* [Excerpt provided]
· · · · ·
Threading will not do the trick I fear - Python's GIL prevents threads to actually manipulate multiple Python objects at the same time. It is really only worth if for I/O bound tasks (the FDSN client downloads a number of files at initialization time and this actually happens in parallel).

I also think that reading QuakeML files is way too slow and we should really improve it. For a while I thought that it is due to all the objects that are created but I don't think that is really the case. This example here is a fairly large catalog with around 6000 events, once in ZMAP and once in QuakeML (the quakeml one has been created from the zmap one so the information content in both should be comparable as should the object count in both).

In [6]: %timeit obspy.read_events("./last_three_years_around_livermore.xml")
14.5 s ± 426 ms per loop (mean ± std. dev. of 7 runs, 1 loop each)

In [7]: %timeit obspy.read_events("./last_three_years_around_livermore.zmap")
2.91 s ± 877 ms per loop (mean ± std. dev. of 7 runs, 1 loop each)

So I guess there is something inefficient in the way we parse things in the quakeml plugin - it is not lxml:

In [11]: %timeit etree.parse("./last_three_years_around_livermore.xml")
· · · · ·
Location identification lines
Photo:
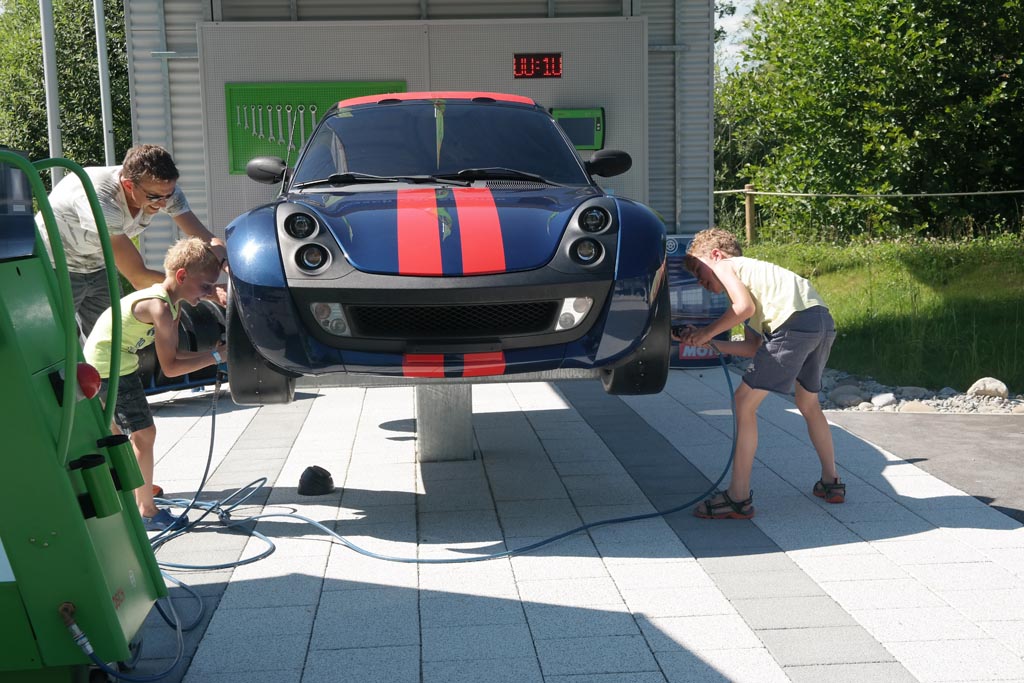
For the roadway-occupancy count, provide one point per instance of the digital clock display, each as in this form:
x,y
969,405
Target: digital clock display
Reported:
x,y
537,65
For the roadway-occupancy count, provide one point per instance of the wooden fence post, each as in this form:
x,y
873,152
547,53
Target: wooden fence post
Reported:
x,y
752,230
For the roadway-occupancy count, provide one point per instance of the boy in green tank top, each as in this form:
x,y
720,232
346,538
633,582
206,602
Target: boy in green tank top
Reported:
x,y
151,316
788,332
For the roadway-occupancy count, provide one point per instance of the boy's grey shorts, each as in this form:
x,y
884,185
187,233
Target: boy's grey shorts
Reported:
x,y
132,411
797,351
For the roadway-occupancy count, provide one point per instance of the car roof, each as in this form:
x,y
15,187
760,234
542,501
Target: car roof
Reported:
x,y
442,94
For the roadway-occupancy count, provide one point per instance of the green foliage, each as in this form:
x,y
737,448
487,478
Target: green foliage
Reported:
x,y
23,99
877,96
922,312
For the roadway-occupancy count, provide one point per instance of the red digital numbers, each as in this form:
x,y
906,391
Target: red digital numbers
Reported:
x,y
537,65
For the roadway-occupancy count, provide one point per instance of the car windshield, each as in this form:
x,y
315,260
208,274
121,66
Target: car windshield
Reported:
x,y
442,138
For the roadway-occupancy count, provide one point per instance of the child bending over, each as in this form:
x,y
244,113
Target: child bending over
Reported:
x,y
151,316
788,333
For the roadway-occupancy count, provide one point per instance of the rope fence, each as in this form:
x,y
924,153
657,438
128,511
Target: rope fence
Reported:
x,y
751,191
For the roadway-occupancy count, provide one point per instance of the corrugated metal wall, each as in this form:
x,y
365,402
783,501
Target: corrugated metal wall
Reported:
x,y
164,73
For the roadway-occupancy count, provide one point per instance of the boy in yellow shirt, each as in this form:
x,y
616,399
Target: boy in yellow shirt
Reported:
x,y
151,316
788,332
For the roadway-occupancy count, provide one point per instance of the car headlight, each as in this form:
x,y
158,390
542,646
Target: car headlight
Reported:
x,y
587,251
594,219
331,316
300,225
572,312
312,257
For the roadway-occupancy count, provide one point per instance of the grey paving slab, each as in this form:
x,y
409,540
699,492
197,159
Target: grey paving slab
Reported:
x,y
476,642
596,654
890,672
507,670
834,644
894,586
368,665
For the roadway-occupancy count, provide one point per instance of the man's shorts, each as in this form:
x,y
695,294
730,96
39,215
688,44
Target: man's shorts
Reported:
x,y
132,411
797,351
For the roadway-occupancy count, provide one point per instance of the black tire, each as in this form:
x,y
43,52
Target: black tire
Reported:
x,y
647,370
252,380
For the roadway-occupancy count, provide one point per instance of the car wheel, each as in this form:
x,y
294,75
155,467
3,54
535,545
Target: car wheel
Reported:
x,y
647,370
252,380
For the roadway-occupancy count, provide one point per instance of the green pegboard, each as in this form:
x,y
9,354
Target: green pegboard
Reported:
x,y
274,119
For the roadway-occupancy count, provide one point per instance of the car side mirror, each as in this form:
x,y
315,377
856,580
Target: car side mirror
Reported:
x,y
607,163
268,170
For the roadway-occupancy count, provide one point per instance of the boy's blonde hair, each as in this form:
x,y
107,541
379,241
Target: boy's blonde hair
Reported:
x,y
714,238
192,254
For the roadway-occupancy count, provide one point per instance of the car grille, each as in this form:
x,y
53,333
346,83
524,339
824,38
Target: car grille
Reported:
x,y
464,322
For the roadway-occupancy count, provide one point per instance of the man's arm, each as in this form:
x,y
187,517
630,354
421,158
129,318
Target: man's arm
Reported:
x,y
194,227
173,363
131,265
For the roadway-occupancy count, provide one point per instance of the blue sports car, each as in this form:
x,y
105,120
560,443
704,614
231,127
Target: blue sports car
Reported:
x,y
444,237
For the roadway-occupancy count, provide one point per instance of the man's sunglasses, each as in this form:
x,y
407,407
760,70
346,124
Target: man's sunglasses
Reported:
x,y
159,198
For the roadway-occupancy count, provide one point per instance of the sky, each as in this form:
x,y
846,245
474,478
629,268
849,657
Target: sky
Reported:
x,y
727,52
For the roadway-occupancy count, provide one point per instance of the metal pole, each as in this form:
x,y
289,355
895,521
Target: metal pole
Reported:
x,y
104,83
752,231
50,85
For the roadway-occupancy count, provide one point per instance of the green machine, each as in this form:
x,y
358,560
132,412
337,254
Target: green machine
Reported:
x,y
78,575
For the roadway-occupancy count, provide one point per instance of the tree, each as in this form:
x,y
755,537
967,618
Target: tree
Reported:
x,y
23,99
878,96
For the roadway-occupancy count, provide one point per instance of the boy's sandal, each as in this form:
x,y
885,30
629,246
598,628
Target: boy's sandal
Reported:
x,y
833,493
726,508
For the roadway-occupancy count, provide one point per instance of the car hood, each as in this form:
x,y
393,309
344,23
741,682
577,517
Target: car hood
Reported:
x,y
437,231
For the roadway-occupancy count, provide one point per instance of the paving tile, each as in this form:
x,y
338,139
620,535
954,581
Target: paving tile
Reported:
x,y
581,592
879,594
549,622
294,676
372,617
632,677
603,654
1010,634
742,666
658,573
294,589
835,644
439,609
749,562
988,604
372,665
957,660
493,579
890,672
767,585
476,642
851,567
508,670
915,624
792,612
693,601
698,634
222,655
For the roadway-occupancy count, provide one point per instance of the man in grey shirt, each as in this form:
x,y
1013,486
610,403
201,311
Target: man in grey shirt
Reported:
x,y
129,197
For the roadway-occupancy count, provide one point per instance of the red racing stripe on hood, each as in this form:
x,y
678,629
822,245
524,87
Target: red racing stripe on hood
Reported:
x,y
419,237
423,365
479,231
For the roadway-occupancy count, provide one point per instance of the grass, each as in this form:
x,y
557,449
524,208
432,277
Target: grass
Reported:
x,y
925,313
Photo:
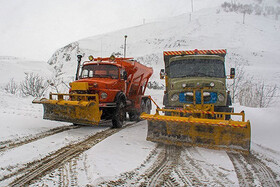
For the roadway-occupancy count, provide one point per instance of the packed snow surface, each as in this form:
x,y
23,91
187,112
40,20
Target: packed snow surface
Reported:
x,y
254,44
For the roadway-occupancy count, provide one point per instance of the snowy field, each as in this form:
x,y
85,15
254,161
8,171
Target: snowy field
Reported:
x,y
122,152
125,158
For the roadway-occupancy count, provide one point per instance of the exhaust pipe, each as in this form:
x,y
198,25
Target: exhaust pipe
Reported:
x,y
78,67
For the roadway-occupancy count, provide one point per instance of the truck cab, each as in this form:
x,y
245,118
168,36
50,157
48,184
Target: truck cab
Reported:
x,y
187,74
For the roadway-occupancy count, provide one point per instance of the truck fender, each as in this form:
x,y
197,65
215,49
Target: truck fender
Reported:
x,y
120,96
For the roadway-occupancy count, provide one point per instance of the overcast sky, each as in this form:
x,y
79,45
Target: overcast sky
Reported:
x,y
36,28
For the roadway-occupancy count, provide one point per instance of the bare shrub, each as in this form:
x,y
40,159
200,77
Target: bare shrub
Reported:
x,y
257,94
33,85
11,87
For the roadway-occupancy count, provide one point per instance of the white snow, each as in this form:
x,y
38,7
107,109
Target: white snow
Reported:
x,y
256,42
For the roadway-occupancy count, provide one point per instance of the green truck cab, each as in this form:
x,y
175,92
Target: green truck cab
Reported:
· · · · ·
* [The tasks]
1. Summarize the excerpt on QuakeML reading speed in two sentences.
2. Reproduce word for word the part of the excerpt on QuakeML reading speed starting at "Threading will not" and ending at "count in both).".
Rely only on the excerpt when responding.

* [Task answers]
1. Threading will not help because Python's GIL prevents threads from manipulating multiple Python objects at the same time, so it is only worthwhile for I/O-bound tasks. Reading a catalog of around 6000 events took about 14.5 seconds from QuakeML versus about 2.91 seconds from ZMAP, which points to something inefficient in how the QuakeML plugin parses files rather than in lxml.

2.
Threading will not do the trick I fear - Python's GIL prevents threads to actually manipulate multiple Python objects at the same time. It is really only worth if for I/O bound tasks (the FDSN client downloads a number of files at initialization time and this actually happens in parallel).

I also think that reading QuakeML files is way too slow and we should really improve it. For a while I thought that it is due to all the objects that are created but I don't think that is really the case. This example here is a fairly large catalog with around 6000 events, once in ZMAP and once in QuakeML (the quakeml one has been created from the zmap one so the information content in both should be comparable as should the object count in both).